**Zadanie do wykonania:**
Wypisz wszystkie poniższe wiersze bez żadnych zmian. Obrazy pomiń w odpowiedzi.

**Wyodrębnione wpisy:**
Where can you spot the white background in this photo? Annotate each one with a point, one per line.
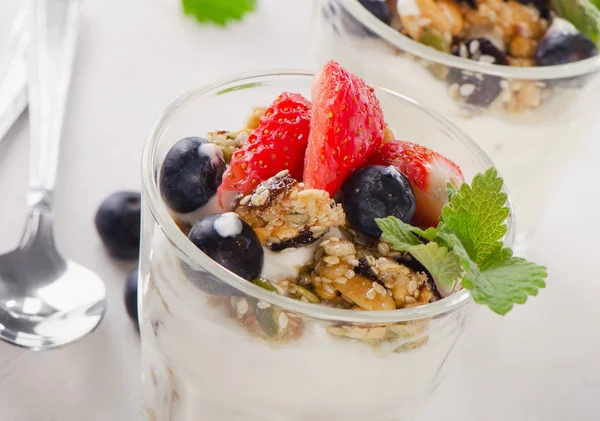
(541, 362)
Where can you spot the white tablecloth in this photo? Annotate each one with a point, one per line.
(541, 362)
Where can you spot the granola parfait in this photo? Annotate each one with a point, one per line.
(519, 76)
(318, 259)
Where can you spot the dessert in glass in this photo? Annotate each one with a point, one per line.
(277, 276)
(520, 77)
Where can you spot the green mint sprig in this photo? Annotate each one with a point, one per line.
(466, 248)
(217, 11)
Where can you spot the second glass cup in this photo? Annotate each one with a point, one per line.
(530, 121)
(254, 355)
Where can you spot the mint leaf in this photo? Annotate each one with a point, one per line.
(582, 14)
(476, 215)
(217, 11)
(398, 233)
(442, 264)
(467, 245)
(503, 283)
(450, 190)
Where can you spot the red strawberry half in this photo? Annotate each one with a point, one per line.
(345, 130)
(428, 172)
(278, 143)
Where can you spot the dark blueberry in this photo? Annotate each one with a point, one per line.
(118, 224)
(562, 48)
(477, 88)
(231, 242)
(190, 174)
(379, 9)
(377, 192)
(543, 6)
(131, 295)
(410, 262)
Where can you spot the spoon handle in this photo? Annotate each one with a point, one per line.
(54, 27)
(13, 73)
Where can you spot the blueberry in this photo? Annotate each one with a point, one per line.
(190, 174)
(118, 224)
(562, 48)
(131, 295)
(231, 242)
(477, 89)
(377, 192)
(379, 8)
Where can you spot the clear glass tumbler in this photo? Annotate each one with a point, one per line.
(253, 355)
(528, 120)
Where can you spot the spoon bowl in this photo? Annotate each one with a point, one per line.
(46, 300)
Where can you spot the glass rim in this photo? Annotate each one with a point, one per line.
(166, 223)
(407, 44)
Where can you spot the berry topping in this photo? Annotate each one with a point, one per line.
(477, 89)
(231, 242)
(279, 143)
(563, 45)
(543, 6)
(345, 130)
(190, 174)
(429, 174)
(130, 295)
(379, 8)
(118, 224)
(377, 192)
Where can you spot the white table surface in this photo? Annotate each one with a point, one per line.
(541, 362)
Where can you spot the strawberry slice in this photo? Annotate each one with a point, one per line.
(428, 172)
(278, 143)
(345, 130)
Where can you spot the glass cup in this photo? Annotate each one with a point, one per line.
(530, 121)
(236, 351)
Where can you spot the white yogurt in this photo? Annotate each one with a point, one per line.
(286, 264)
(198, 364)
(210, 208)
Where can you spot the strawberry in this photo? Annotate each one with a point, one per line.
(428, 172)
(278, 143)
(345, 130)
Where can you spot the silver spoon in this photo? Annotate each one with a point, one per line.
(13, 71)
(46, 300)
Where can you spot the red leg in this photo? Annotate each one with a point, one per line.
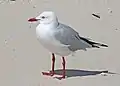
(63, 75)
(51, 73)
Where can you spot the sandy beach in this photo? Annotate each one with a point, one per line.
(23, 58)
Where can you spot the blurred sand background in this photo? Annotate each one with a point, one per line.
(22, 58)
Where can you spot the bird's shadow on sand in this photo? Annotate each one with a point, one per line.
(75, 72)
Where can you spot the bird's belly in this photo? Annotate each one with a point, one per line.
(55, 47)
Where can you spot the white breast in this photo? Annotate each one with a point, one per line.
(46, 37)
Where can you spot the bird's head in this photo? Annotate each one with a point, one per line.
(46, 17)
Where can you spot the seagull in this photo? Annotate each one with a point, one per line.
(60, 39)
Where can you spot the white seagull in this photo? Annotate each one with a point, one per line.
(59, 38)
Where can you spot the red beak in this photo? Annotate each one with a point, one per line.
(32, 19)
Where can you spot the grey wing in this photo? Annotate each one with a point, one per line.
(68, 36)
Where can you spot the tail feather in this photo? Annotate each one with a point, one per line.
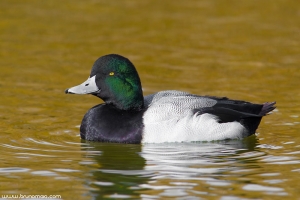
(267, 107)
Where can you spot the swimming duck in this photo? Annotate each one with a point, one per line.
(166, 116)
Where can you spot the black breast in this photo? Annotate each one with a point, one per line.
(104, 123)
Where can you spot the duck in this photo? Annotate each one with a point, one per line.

**Rozwiązanie zadania:**
Where can you spot the white background in this photo? Annotate each one with a point, one per line.
(541, 362)
Where can you spot the white tablecloth in this photo? Annotate each one with a point, one per line.
(541, 362)
Where can you spot the granola parfait in this photo? Annotate each one with a point, one per line.
(519, 76)
(318, 259)
Where can you spot the dessert in glass in this photo? Annotate each one with a point, one per line.
(277, 276)
(520, 77)
Where can you spot the green mint sprig in this photo? Annotate each one with a point, one per line.
(466, 248)
(217, 11)
Where can you spot the second glass cup in this photo? Annotate each one with a point, one per line.
(530, 121)
(254, 355)
Where can you spot the mint leaf in this photo? Annotate each one with a point, one per line.
(582, 14)
(476, 215)
(217, 11)
(398, 233)
(442, 264)
(467, 245)
(503, 283)
(450, 190)
Where can you spot the red strawberry half in this photo? Annotate each one with a point, one per line.
(345, 130)
(428, 172)
(278, 143)
Where can you spot the dark blueberry in this photo? Annotate each one with a point, one per line.
(118, 224)
(562, 48)
(477, 88)
(231, 242)
(190, 174)
(379, 9)
(377, 192)
(543, 6)
(131, 295)
(410, 262)
Where can you spot the spoon handle in this photo? Annotate each one with a point, one per line.
(54, 27)
(13, 73)
Where can you spot the blueberry in this photo? Annotate each one with a point, one per line.
(190, 174)
(118, 224)
(562, 48)
(131, 295)
(231, 242)
(477, 89)
(377, 192)
(379, 8)
Where can you spot the clear glass tumbler in this photo? Annotate each one with a point, one per line.
(253, 355)
(528, 120)
Where can you spot the spoon bowl in this photo? Annotate each one with a point, one per line.
(46, 300)
Where can you spot the glass rim in this photo? Annotate each one with a point, one per line.
(166, 223)
(407, 44)
Where can you spot the berry topping in this photo? Annotate each one with a point, one per line.
(477, 89)
(231, 242)
(279, 143)
(563, 45)
(543, 6)
(345, 130)
(190, 174)
(429, 174)
(130, 295)
(379, 8)
(118, 224)
(377, 192)
Where can you spot the white table surface in this photo? Annotate each one with a point, one per line.
(541, 362)
Where can you spot the strawberry slice in this photo? Annotate each one with a point, one per line.
(428, 172)
(278, 143)
(345, 130)
Where can you spot the glass cup in this photo? Annotate each one with a point, one per line.
(530, 121)
(236, 351)
Where can you spot the white yogurt in this photo? Annotate each one with a point, one per line.
(286, 264)
(198, 364)
(210, 208)
Where can you spot the strawberry in this photo? Annotate each one with a point, one per line.
(428, 172)
(278, 143)
(345, 130)
Where can you spot the silver spoon in this photo? Annotate each one with a point, one per line.
(13, 71)
(46, 300)
Where can you spot the red leg in this photo? Annotate each one with a point, one per line.
(63, 75)
(51, 73)
Where can you spot the sandy beach in this photo? Annotate each one with a point, one per line.
(23, 58)
Where can you spot the blurred sand background in this photo? Annotate each one with a point, one per line.
(22, 58)
Where can you spot the bird's shadow on sand in this photo? Annotate each one with a point, one per line.
(75, 72)
Where can you spot the bird's belly in this photo? Annotate each one with a point, one per line.
(55, 47)
Where can you spot the white breast in this photo? Annotate each one with a point, one per line.
(46, 37)
Where can you spot the bird's head in this photo? Annotate each one with a point, one per line.
(46, 17)
Where can you spot the seagull in this photo? Annotate each one with a point, one per line.
(60, 39)
Where can you spot the white seagull in this photo? Annotate each one with a point, one per line.
(59, 38)
Where can you spot the red beak in this photo? Annotate each one with a point, one per line.
(32, 19)
Where can you spot the grey wing in this photo? Annotate each one with a point, one per line.
(68, 36)
Where can you spot the tail feather in this photo? Annotate each one with a point, one per line.
(267, 107)
Where can you spot the swimming duck in this photo? Annotate each one with a point, one per line.
(166, 116)
Where can you spot the black breast in this photo? Annotate each one with a point, one per line.
(104, 123)
Where can you spot the duck in this photo? Annotate each one with a point, one per line.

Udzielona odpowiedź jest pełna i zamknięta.